Written problem — Everything from the line that contains "of the dark" through the final line of the records should be written out exactly, and nothing outside that span.

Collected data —

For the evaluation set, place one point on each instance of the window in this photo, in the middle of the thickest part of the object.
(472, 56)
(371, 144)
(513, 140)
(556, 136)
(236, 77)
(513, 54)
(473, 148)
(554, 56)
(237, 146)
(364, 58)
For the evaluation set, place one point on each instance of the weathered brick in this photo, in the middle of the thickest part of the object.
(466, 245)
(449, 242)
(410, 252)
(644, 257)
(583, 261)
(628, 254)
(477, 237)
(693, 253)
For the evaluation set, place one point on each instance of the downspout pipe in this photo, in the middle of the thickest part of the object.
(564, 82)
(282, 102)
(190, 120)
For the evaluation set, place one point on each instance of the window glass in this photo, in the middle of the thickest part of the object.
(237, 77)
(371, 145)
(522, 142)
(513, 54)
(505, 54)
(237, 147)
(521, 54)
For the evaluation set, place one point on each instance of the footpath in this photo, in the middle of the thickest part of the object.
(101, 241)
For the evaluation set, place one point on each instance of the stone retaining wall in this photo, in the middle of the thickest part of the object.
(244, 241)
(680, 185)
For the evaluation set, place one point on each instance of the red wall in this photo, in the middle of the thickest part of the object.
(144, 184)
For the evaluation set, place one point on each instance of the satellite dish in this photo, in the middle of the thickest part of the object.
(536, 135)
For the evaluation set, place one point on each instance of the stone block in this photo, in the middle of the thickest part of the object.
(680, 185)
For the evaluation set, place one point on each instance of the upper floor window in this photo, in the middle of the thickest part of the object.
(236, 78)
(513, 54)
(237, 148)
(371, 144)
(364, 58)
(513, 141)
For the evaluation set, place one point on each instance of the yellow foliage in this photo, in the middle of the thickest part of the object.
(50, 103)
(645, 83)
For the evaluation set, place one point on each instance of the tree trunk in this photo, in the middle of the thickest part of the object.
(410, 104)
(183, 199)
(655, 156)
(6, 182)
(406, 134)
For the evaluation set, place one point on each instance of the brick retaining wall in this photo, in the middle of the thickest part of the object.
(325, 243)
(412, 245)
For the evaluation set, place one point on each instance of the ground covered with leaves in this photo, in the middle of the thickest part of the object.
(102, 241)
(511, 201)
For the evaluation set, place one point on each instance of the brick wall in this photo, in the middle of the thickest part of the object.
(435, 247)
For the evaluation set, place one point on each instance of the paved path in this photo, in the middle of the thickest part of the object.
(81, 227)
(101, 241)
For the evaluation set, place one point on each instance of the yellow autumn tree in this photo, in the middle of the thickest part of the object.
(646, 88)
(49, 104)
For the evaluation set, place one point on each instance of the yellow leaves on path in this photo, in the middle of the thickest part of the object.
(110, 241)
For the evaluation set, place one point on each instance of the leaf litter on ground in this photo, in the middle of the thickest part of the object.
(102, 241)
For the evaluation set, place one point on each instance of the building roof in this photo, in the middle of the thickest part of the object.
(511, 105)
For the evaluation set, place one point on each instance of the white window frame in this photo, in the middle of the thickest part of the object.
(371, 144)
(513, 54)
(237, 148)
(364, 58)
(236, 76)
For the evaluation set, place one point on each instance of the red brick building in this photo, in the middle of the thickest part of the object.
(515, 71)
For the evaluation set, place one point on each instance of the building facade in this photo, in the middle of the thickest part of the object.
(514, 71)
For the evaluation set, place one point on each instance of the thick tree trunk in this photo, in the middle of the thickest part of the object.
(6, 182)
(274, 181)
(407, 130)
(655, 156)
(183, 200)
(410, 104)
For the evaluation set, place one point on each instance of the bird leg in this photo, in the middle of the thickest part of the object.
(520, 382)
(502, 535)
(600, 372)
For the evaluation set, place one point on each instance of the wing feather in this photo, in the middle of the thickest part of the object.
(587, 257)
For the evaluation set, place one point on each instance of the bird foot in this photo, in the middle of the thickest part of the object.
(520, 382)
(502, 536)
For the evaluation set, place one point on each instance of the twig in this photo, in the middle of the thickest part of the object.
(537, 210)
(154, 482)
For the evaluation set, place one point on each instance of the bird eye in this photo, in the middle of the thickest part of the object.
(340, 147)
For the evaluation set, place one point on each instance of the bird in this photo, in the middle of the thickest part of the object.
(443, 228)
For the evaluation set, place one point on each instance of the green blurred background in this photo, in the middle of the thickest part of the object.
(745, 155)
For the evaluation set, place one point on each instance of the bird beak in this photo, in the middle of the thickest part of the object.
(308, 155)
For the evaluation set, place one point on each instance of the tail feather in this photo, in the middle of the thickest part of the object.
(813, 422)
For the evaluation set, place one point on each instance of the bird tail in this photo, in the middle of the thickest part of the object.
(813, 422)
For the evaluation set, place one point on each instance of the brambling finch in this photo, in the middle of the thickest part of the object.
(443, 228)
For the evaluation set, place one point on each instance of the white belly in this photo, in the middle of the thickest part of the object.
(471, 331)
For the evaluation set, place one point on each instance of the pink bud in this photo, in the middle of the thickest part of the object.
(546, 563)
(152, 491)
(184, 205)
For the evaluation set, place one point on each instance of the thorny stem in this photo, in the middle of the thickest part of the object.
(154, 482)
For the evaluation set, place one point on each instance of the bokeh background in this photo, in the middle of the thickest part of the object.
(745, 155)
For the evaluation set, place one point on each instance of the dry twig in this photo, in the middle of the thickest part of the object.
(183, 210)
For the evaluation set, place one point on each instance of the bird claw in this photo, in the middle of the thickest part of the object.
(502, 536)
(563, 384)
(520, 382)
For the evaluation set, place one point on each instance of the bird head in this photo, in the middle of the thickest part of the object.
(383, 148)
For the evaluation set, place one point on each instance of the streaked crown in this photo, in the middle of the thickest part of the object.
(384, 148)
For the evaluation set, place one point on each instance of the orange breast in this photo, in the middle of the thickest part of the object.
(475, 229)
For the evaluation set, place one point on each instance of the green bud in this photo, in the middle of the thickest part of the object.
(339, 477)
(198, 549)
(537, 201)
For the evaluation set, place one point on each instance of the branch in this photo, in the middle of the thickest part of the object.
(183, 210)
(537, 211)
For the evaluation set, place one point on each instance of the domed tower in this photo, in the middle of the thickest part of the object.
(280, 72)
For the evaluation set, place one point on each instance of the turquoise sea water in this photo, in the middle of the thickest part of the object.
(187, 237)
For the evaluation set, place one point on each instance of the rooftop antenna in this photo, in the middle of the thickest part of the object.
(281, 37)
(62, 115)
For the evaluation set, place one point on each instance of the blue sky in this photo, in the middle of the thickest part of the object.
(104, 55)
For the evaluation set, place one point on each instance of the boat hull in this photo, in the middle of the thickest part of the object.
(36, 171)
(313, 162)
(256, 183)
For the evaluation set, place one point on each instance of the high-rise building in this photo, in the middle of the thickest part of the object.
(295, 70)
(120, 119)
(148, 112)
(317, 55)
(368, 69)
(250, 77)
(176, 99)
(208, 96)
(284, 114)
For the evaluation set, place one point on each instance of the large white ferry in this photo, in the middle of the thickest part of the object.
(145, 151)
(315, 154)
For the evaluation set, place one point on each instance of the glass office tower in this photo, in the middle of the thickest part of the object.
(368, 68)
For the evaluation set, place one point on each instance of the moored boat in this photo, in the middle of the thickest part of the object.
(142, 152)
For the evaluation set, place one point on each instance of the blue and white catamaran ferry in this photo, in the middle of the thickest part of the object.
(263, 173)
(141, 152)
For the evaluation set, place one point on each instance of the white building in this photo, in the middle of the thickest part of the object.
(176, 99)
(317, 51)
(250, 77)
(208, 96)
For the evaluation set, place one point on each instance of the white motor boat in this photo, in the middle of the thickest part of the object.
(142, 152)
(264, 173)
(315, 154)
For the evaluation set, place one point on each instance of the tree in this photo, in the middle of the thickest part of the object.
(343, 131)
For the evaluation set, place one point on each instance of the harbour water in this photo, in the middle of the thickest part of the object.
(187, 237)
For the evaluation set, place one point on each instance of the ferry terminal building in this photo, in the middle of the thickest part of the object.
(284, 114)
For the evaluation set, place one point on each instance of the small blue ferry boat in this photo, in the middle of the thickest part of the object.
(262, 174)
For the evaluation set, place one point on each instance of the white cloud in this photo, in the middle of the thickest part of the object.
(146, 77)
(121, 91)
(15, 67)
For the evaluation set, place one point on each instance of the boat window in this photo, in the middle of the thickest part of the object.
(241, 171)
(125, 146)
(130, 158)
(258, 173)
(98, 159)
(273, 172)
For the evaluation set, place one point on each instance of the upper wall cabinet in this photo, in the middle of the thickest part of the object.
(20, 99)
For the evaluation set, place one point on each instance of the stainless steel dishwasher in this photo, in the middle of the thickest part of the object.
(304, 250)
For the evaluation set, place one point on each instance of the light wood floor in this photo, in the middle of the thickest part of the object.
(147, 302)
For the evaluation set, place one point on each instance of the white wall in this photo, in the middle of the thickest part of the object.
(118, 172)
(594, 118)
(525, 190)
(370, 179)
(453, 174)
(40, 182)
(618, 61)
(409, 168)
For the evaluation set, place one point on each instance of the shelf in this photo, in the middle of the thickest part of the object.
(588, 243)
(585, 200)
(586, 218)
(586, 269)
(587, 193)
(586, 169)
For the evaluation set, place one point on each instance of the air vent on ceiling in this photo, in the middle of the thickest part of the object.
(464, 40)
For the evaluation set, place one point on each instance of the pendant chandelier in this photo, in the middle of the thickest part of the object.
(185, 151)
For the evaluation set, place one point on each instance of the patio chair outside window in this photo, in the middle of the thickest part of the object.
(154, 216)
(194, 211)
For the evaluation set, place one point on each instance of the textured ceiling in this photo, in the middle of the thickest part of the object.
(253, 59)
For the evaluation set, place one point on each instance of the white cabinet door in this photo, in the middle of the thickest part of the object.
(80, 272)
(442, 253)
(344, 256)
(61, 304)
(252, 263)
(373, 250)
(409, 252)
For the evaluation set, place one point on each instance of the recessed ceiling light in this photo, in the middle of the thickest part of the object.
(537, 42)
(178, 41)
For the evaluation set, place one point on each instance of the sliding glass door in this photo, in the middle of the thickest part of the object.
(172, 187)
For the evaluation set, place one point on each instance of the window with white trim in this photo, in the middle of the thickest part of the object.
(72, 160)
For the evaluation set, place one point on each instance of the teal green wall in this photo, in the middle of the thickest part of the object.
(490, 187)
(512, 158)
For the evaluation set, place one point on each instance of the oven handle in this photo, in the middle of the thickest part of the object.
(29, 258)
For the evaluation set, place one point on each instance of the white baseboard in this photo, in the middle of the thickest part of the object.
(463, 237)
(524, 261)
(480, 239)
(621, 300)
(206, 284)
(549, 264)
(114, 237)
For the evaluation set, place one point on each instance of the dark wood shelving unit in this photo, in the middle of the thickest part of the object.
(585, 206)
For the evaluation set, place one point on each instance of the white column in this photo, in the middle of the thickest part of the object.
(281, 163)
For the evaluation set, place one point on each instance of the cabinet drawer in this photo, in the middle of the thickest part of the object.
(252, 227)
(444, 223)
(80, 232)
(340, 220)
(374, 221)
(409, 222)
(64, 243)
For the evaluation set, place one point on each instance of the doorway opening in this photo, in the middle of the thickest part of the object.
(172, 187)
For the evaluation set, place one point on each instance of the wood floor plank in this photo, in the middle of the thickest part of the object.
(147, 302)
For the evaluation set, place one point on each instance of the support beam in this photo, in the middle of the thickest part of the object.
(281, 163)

Full answer —
For the evaluation set, place one point on each instance of the dark wood shelving unit in this photo, in the middle of the thickest part of the object.
(585, 206)
For the evaluation set, place one point on each instance of the white column in this photo, in the middle of the thickest part of the object.
(281, 163)
For the evaluation set, place one point on each instance of the cabinet drawer in this photo, in the middle of the thickest part of the object.
(252, 227)
(444, 223)
(80, 232)
(340, 220)
(374, 221)
(409, 222)
(64, 243)
For the evaluation set, place one point on each instance of the doorway opening in this photo, in the middle of the thickest part of the object.
(172, 187)
For the evaluation set, place one point on each instance of the wood floor plank in this photo, in the middle of the thickest part of the object.
(147, 302)
For the evaluation set, place one point on each instance of the support beam in this photo, in the middle of the thickest part of the object.
(281, 163)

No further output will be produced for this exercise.